Start of Records

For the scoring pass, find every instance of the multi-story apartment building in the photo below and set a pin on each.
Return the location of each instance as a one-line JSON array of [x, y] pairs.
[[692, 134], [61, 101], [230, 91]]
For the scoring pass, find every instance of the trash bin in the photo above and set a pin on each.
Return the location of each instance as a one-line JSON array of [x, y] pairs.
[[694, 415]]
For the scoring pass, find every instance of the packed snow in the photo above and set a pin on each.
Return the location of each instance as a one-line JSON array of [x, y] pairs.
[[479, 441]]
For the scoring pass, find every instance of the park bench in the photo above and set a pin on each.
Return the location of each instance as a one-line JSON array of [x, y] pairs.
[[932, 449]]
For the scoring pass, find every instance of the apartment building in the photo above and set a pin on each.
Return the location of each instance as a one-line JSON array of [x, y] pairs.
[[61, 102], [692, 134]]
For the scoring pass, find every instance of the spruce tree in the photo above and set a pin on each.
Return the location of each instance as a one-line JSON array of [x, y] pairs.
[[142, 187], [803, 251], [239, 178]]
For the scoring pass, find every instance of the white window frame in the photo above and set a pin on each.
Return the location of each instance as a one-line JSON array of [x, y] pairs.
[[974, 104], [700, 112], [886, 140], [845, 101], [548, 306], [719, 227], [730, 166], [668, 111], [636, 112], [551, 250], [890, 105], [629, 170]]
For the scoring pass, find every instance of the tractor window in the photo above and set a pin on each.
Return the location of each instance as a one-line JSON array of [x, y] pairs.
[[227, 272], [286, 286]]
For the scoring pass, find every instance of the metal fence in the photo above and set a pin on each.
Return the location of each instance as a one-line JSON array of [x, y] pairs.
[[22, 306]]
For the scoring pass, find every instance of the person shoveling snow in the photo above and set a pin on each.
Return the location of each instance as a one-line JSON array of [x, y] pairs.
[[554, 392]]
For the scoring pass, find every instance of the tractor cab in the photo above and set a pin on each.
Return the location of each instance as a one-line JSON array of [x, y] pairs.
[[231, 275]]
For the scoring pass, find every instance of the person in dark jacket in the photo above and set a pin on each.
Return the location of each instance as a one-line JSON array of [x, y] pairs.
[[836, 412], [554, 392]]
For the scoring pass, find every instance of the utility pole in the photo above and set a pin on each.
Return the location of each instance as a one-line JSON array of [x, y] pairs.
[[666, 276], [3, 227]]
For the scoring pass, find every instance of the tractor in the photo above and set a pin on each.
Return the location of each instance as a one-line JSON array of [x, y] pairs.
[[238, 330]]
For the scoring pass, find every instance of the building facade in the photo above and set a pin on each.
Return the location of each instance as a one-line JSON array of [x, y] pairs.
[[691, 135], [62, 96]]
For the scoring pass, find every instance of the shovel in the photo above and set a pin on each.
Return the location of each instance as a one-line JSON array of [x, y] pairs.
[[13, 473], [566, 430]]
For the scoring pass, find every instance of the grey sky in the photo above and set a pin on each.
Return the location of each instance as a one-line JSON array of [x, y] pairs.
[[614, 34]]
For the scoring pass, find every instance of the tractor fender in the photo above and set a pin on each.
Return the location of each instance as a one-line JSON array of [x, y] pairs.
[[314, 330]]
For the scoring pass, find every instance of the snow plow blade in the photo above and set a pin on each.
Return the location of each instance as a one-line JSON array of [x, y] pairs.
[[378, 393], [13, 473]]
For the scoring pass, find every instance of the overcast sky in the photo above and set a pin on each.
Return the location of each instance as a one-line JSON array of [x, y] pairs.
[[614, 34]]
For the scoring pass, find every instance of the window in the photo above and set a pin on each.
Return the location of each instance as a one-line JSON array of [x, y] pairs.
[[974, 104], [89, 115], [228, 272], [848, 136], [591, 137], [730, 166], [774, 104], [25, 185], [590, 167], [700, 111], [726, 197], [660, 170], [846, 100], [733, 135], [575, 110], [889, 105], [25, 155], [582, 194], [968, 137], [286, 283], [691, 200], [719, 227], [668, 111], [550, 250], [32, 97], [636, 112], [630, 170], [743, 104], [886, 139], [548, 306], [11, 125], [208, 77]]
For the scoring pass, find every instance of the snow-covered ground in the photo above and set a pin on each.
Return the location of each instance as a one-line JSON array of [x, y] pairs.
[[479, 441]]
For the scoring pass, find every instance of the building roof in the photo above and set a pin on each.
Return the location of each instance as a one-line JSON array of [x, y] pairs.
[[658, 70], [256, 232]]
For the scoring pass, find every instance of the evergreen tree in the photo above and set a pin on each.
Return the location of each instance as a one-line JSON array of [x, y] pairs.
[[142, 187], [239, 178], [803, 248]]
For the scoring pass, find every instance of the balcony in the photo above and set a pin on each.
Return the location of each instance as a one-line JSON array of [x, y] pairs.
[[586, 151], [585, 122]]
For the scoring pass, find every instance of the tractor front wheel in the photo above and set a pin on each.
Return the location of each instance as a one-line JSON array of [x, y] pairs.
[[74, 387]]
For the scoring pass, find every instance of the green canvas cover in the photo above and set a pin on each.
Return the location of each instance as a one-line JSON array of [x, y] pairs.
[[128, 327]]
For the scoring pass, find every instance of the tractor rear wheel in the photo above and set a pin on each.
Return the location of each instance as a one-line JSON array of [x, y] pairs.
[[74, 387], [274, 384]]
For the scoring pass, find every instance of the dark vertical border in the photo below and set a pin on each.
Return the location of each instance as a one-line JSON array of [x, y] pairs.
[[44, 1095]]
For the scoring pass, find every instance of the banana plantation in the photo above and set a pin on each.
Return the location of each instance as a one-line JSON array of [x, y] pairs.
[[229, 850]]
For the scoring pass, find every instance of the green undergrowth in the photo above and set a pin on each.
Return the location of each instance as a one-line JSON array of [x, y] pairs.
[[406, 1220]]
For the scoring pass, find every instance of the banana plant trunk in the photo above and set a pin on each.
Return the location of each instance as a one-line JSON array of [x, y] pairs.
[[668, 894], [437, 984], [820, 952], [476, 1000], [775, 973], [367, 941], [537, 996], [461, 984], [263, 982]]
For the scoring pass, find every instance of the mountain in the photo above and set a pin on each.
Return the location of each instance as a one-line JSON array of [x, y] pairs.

End of Records

**Exercise requirements**
Rewrite all of the entries above, replacing "set a pin" with "place a marker" and leaving everything else unchanged.

**Task output**
For the scoring pass, find every instance of the multi-story apartment building in the photo below and place a marker on each.
Return the location of each instance as a one-line JSON array of [x, y] pairs.
[[692, 134], [61, 101], [230, 91]]
For the scoring pass, find every instance of the trash bin in the photo above and place a marker on each.
Return the location of each instance as a one-line JSON array of [x, y] pairs.
[[694, 415]]
For the scoring pass, find every instance of the packed snow in the photo above and place a marker on each.
Return the location of each instance as a one-line JSON array of [x, y] pairs.
[[479, 441]]
For the scoring pass, find every instance of the park bench in the photo above and place a marker on each.
Return the location of each instance as a one-line JSON array of [x, y] pairs.
[[932, 449]]
For the scoring pass, find every instance of the apartment building in the photo above and place a marker on each.
Return the location of each instance as a one-line JSON array of [x, y] pairs.
[[61, 102], [692, 134]]
For the scoring pass, find every instance of the spruce tree in the photo above and place a marker on each.
Return the location of each instance as a one-line JSON array of [x, y] pairs.
[[142, 187], [803, 251], [239, 178]]
For the scoring pass, find every instance of the white window frame in the photo above and place a marker on each.
Return the location of each instance as a one-line JSON array of [x, y] pairs.
[[974, 104], [700, 112], [886, 140], [845, 101], [548, 306], [719, 227], [730, 166], [668, 111], [636, 112], [551, 250], [890, 105], [629, 170]]
For the scoring pass, find every instance of the tractor window in the photo above and place a marker on each.
Return the location of each instance as a one-line JSON array of [x, y] pairs.
[[227, 272], [286, 286]]
For the scoring pass, find every instance of the metal fence in the photo above and place a marker on each.
Return the location of each instance as a one-line JSON array of [x, y] pairs.
[[22, 306]]
For the scoring pass, find every instance of the person shoveling snow in the photo above and place a marker on each.
Return the location of each instance as a one-line JSON array of [x, y] pairs.
[[554, 392]]
For the scoring pass, find every instance of the tractor cab in the photo above and place a marker on each.
Return the location of each instance as a one-line JSON array of [x, y] pairs.
[[231, 275]]
For the scoring pass, find every instance of the person in dark jacket in the photo above and place a marker on each.
Return the location of each instance as a one-line JSON array of [x, y] pairs.
[[836, 412], [554, 392]]
For the scoring pass, find every instance of the utility pole in the photo above and place a marker on each.
Return the location of each instance as a one-line JSON array of [x, y] pairs.
[[666, 276], [3, 227]]
For the scoring pass, find every instance of the tractor in the photo above and place a marker on each.
Return the location of each instance as a one-line JSON array of [x, y] pairs.
[[238, 330]]
For the scoring pass, find every instance of the building facade in the photo above and place a marker on each.
Return the location of each instance as a one-line JSON array of [x, y] pairs.
[[691, 135], [62, 96]]
For the scoring pass, find every instance of the shovel in the photo above and place a marker on each.
Return the location of each instance as a one-line JSON array of [x, y] pairs.
[[13, 473], [566, 430]]
For the scoring pass, find every instance of the grey sky in the photo above and place a marker on each.
Return the location of each instance as a one-line JSON array of [x, y] pairs.
[[614, 34]]
For the scoring pass, find every instance of the tractor fender in the photo above and place a marker on each.
Return the location of each instance as a one-line JSON array of [x, y] pairs.
[[314, 330]]
For the scoring pass, find every instance of the snow plow blade in the photo above and place a marker on each.
Return the location of each instance as a one-line JSON array of [x, y] pairs.
[[378, 393], [13, 473]]
For the scoring pass, find every instance of the overcast sky in the photo above and place a marker on each.
Return the location of each instance as a one-line JSON array of [x, y] pairs.
[[614, 34]]
For the scoring pass, find every instance of the window in the photo above and place a marker on each.
Return the location of each instance as a one-line JSON array of [x, y] pairs.
[[974, 104], [89, 115], [228, 272], [848, 136], [591, 137], [730, 166], [774, 104], [25, 185], [590, 167], [700, 111], [726, 197], [660, 170], [846, 100], [733, 135], [575, 110], [889, 105], [25, 155], [582, 194], [968, 137], [286, 283], [691, 200], [719, 227], [668, 111], [550, 250], [32, 97], [636, 112], [630, 170], [743, 104], [886, 139], [548, 306], [11, 125], [208, 77]]
For the scoring pass, find every instance of the snow-covered ground in the photo above and place a marker on each.
Return the location of each instance as a one-line JSON array of [x, y] pairs.
[[479, 441]]
For the scoring pass, find every instance of the building roof in the photo above and place a marker on each.
Return the location of each instance as a one-line JSON array of [x, y] pairs.
[[658, 70], [256, 232]]
For the scoring pass, find every instance of the evergreen tree in the photo above and place a marker on each.
Return the location of each instance as a one-line JSON array of [x, y] pairs.
[[142, 187], [239, 178], [803, 248]]
For the scoring pass, find every instance of the balcony in the photo above and place a marker on each.
Return the location of each instance as a one-line JSON array of [x, y] pairs.
[[586, 151], [585, 122]]
For the scoring pass, find every instance of the tractor front wheel in the photo above and place a marker on each.
Return the location of each instance as a one-line JSON array of [x, y] pairs.
[[74, 387]]
For the scoring pass, find every instance of the green canvas cover in the photo above and place a marker on each.
Return the location of each instance as a one-line JSON array of [x, y] pairs.
[[128, 327]]
For the scoring pass, find every instance of the tractor rear wheel in the photo above and place a marker on each.
Return the location of each instance as a one-line JSON array of [x, y] pairs.
[[74, 387], [274, 384]]
For the scoring pass, find every instance of the dark vertical border in the photo below and place a marker on each.
Return the location of each instance as a one-line JSON array of [x, y] pairs.
[[44, 1095]]
For the scoring pass, find every instance of the banana plantation in the photo above and place a marker on each.
Return the location of each instance as a one-line JSON array of [x, y] pairs.
[[229, 850]]
For the scoring pass, find every instance of the green undergrowth in the photo above and place a marker on each.
Return the location of each instance as a one-line JSON array of [x, y] pairs.
[[406, 1220]]
For the scoring pass, find every instance of the banana plant trunk in the photo above and place a marker on each.
Return the location of each instance as a one-line JSON array of [x, y] pairs.
[[668, 894], [437, 984], [820, 952], [476, 1000], [775, 973], [367, 941], [537, 996], [461, 984], [263, 982]]
For the scoring pass, find every instance of the mountain in the photo above and place a marker on each.
Return the location of each instance as a one-line JSON array of [x, y] pairs.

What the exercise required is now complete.